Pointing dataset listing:

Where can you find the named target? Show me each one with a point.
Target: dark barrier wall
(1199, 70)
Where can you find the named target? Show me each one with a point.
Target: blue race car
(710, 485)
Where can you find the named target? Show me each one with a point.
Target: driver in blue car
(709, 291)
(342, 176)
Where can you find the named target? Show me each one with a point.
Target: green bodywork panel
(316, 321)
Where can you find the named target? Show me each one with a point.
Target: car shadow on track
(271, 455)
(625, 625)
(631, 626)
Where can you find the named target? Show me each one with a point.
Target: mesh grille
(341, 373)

• **SHORT TASK**
Write out every line of the listing above again, including the requests, and offset each coordinate in the answers by adding 95 to it.

• **OUTPUT OF THE EXERCISE**
Where can you find the named target? Show me each one with a point.
Target: dark barrier wall
(1294, 165)
Where can you find the named target? Show me each one with a point.
Target: blue race car
(805, 580)
Where can you find the named target? Show me each one with a point.
Target: driver in blue car
(804, 386)
(437, 271)
Where can you find the named target? Show me each one with a point.
Target: green bodywork panel
(411, 416)
Where can you find the named target? Show me each one with a point.
Target: car shadow on track
(366, 550)
(720, 720)
(726, 721)
Where can you find the named target? Show me each one with a point.
Target: mesh grille
(436, 468)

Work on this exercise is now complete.